PROBLEM DESCRIPTION | Print all the entries verbatim.

INFORMATION SHOWN |
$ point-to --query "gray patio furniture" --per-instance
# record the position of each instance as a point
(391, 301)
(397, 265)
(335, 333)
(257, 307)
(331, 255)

EXERCISE RESPONSE |
$ point-to --query "gray patio furniture" --per-instance
# record the position of each instance as a point
(391, 301)
(397, 265)
(335, 333)
(257, 307)
(331, 255)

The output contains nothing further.